Instructions to follow
Copy each entry as written.

BEGIN Excerpted data

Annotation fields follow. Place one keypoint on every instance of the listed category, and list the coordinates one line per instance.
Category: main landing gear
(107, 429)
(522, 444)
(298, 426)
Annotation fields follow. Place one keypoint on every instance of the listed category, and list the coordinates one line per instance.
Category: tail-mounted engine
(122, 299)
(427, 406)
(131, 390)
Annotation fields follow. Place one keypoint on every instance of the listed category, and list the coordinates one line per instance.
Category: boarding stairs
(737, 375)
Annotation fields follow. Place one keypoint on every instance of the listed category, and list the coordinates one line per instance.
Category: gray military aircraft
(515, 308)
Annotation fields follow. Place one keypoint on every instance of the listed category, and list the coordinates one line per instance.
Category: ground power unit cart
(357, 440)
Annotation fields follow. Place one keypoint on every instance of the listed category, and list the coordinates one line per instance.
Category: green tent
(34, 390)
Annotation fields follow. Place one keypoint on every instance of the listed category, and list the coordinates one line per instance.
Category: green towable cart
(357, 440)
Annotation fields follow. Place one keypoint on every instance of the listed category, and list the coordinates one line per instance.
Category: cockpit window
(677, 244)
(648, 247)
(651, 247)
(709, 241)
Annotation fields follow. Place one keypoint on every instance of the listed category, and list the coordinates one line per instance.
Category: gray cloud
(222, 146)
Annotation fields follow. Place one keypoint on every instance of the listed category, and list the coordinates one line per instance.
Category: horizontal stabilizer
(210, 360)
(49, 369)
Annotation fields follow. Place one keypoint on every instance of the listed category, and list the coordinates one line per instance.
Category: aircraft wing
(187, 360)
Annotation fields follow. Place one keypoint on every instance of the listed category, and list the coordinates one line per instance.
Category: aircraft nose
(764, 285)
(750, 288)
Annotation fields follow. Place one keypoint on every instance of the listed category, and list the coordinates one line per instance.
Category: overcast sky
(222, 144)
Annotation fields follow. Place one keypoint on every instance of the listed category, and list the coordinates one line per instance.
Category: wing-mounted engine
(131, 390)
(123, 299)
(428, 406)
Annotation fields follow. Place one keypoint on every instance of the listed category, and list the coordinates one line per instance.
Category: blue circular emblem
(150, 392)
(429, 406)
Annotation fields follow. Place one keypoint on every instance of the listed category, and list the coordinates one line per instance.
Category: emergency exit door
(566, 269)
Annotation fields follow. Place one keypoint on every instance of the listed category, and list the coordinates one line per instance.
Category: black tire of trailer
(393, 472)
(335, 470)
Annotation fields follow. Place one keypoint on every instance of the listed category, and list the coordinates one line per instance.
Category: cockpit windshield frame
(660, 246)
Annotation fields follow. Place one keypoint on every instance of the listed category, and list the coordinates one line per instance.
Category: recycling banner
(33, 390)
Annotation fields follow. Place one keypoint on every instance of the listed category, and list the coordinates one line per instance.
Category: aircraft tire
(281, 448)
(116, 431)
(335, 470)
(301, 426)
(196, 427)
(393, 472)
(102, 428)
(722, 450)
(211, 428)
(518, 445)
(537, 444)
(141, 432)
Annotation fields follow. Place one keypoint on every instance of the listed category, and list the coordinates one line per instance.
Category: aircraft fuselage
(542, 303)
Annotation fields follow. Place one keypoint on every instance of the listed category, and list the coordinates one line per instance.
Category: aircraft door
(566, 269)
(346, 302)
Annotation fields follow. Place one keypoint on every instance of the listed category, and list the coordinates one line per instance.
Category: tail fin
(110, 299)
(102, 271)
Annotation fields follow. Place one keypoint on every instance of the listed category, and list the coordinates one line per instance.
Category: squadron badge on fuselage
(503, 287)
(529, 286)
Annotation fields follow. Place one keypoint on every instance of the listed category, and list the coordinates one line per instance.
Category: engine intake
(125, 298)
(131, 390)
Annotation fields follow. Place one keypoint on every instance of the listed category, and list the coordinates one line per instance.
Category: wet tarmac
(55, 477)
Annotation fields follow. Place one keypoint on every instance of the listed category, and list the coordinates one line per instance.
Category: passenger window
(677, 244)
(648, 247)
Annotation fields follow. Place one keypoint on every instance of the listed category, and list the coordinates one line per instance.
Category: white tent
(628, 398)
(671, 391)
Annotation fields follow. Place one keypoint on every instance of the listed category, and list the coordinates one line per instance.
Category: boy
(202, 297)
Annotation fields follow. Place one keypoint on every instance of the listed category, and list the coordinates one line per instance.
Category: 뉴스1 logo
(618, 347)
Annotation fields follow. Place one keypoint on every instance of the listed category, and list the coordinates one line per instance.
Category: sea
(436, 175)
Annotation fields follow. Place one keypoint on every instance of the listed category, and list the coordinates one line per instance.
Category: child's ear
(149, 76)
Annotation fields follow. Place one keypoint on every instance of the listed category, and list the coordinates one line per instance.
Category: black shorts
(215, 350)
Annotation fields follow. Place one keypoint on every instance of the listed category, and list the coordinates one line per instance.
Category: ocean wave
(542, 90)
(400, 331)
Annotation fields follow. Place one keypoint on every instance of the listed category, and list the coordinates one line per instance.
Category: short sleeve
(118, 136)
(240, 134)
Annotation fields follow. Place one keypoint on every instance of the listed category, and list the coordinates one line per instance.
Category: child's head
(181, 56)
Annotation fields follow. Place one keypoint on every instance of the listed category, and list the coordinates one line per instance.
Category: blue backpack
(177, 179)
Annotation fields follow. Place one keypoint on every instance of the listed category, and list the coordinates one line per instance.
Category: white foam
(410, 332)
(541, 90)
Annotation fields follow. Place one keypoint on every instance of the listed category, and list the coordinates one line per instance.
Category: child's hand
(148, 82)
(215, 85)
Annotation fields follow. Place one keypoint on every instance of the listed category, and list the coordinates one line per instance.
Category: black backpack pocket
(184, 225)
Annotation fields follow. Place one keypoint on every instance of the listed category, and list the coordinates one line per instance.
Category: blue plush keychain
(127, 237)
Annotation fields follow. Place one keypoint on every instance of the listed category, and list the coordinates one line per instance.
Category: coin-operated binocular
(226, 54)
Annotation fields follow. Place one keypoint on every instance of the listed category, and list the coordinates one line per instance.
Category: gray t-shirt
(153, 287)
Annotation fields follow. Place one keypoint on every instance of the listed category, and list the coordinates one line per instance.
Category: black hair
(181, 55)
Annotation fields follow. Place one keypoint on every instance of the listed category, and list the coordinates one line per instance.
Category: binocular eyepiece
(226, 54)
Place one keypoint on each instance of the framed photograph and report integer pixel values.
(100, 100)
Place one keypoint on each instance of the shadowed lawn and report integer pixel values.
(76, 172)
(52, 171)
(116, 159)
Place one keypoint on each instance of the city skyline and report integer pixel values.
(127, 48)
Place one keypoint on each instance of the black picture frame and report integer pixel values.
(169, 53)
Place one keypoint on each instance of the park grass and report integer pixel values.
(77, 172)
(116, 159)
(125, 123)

END Excerpted data

Solution for this exercise
Annotation fields follow. Place one keypoint on every instance of the listed category, and list the coordinates one line per instance.
Category: main landing gear
(107, 429)
(522, 444)
(298, 426)
Annotation fields follow. Place one keypoint on every instance of the listed category, and list the coordinates one line per instance.
Category: tail-mounted engine
(122, 299)
(427, 406)
(131, 390)
Annotation fields follow. Place one keypoint on every instance of the listed category, and list the coordinates one line per instance.
Category: boarding stairs
(737, 375)
Annotation fields follow. Place one keypoint on every instance of the listed category, and list the coordinates one line per instance.
Category: gray military aircraft
(515, 308)
Annotation fields follow. Place one keypoint on every instance of the listed category, and list the coordinates one line per instance.
Category: ground power unit cart
(357, 440)
Annotation fields follow. Place one keypoint on every instance of the listed category, and list the coordinates one line per instance.
Category: green tent
(34, 390)
Annotation fields follow. Place one keypoint on every instance of the listed category, and list the coordinates one line per instance.
Category: green towable cart
(357, 440)
Annotation fields follow. Place one keypoint on every instance of the listed category, and list the coordinates one line per instance.
Category: cockpit window
(677, 244)
(648, 247)
(651, 247)
(709, 241)
Annotation fields follow. Place one keypoint on every instance of the listed category, and list the coordinates one line per instance.
Category: gray cloud
(222, 146)
Annotation fields follow. Place one keypoint on every instance of the listed category, and list the coordinates one line per instance.
Category: horizontal stabilizer
(210, 360)
(49, 369)
Annotation fields follow. Place one keypoint on every instance of the listed category, and list the coordinates one line per instance.
Category: aircraft wing
(187, 360)
Annotation fields follow. Place one keypoint on every instance of the listed category, and list the coordinates one line per instance.
Category: aircraft nose
(764, 285)
(750, 288)
Annotation fields follow. Place one keypoint on every instance of the listed category, and list the coordinates one line per instance.
Category: overcast sky
(222, 144)
Annotation fields follow. Place one keypoint on every instance of the listed category, and list the coordinates one line per instance.
Category: wing-mounted engine
(131, 390)
(123, 299)
(428, 406)
Annotation fields follow. Place one keypoint on every instance of the listed category, and list the coordinates one line per instance.
Category: blue circular emblem
(150, 392)
(429, 406)
Annotation fields follow. Place one keypoint on every instance of the listed category, and list the coordinates one line per instance.
Category: emergency exit door
(566, 269)
Annotation fields follow. Place one keypoint on every instance of the listed category, and list the coordinates one line per instance.
Category: black tire of trailer
(393, 472)
(335, 470)
Annotation fields follow. Place one keypoint on every instance of the listed category, and list the coordinates one line per instance.
Category: cockpit windshield frame
(660, 246)
Annotation fields follow. Place one keypoint on every instance of the listed category, and list the coordinates one line per instance.
Category: recycling banner
(33, 390)
Annotation fields follow. Place one keypoint on every instance of the listed category, and list the coordinates one line per instance.
Category: aircraft tire
(281, 448)
(116, 431)
(335, 470)
(301, 426)
(196, 427)
(393, 472)
(102, 428)
(722, 450)
(211, 428)
(518, 445)
(537, 444)
(141, 432)
Annotation fields follow. Place one keypoint on every instance of the listed category, and list the coordinates one line per instance.
Category: aircraft fuselage
(542, 303)
Annotation fields follow. Place one keypoint on every instance of the listed category, and list the coordinates one line per instance.
Category: aircraft door
(566, 269)
(346, 302)
Annotation fields follow. Place one keypoint on every instance of the listed category, and list the coordinates one line per instance.
Category: tail fin
(110, 299)
(102, 271)
Annotation fields follow. Place one keypoint on every instance of the listed category, and list the coordinates one line per instance.
Category: squadron badge on fuselage
(503, 287)
(529, 286)
Annotation fields follow. Place one keypoint on every instance of the listed category, and list the coordinates one line per instance.
Category: engine intake
(125, 298)
(131, 390)
Annotation fields follow. Place one keypoint on every instance of the listed category, and list the coordinates one line per instance.
Category: wet tarmac
(55, 477)
Annotation fields follow. Place one keypoint on every instance of the listed category, and list the coordinates one line per instance.
Category: passenger window
(677, 244)
(648, 247)
Annotation fields follow. Place one keypoint on every instance of the listed category, and list the coordinates one line per instance.
Category: white tent
(628, 398)
(671, 391)
Annotation fields follow. Place one keypoint on every instance of the listed category, and list the coordinates one line per instance.
Category: boy
(202, 297)
Annotation fields follow. Place one keypoint on every instance of the listed category, and list the coordinates one line per instance.
Category: 뉴스1 logo
(618, 347)
Annotation fields follow. Place one keypoint on every instance of the listed category, and list the coordinates one line per instance.
Category: sea
(436, 175)
Annotation fields follow. Place one keypoint on every instance of the listed category, and list the coordinates one line per instance.
Category: child's ear
(149, 76)
Annotation fields follow. Place one keypoint on every instance of the listed category, and list the coordinates one line per instance.
Category: black shorts
(215, 350)
Annotation fields follow. Place one keypoint on every instance of the listed category, and list the coordinates one line per instance.
Category: ocean wave
(542, 90)
(400, 331)
Annotation fields follow. Place one keypoint on every instance of the listed category, and list the coordinates one line per instance.
Category: short sleeve
(118, 136)
(240, 134)
Annotation fields follow. Place one keypoint on every instance of the listed category, and list the coordinates one line per instance.
Category: child's head
(181, 56)
Annotation fields follow. Place one keypoint on every instance of the listed category, and list the coordinates one line per instance.
Category: blue backpack
(177, 179)
Annotation fields follow. Place one keypoint on every instance of the listed category, and list the coordinates one line per instance.
Category: white foam
(410, 332)
(541, 90)
Annotation fields follow. Place one keypoint on every instance of the listed category, and list the coordinates one line per instance.
Category: child's hand
(148, 82)
(215, 85)
Annotation fields follow. Place one keypoint on every instance of the listed category, and list the coordinates one line per instance.
Category: black backpack pocket
(184, 225)
Annotation fields follow. Place one keypoint on every instance of the listed category, and list the coordinates one line per instance.
Category: blue plush keychain
(127, 237)
Annotation fields follow. Place one keypoint on every instance of the listed category, and list the coordinates one line per instance.
Category: coin-operated binocular
(226, 54)
Annotation fields follow. Place one keypoint on every instance of the listed category, and list the coordinates one line per instance.
Category: gray t-shirt
(153, 287)
Annotation fields follow. Place one keypoint on every instance of the listed category, and list the coordinates one line per instance.
Category: black hair
(181, 55)
Annotation fields follow. Place one keypoint on every instance of the listed category, and list the coordinates one line per instance.
Category: binocular eyepiece
(226, 54)
Place one keypoint on each instance of the framed photograph and report integer pixel values.
(100, 100)
Place one keypoint on each instance of the shadowed lawn and report integer pixel values.
(76, 172)
(52, 171)
(116, 159)
Place one keypoint on each instance of the city skyline and report integer pixel values.
(127, 48)
Place one keypoint on each instance of the black picture frame and report integer pixel values.
(169, 53)
Place one keypoint on each instance of the park grass and report integer pixel values.
(77, 172)
(116, 159)
(125, 123)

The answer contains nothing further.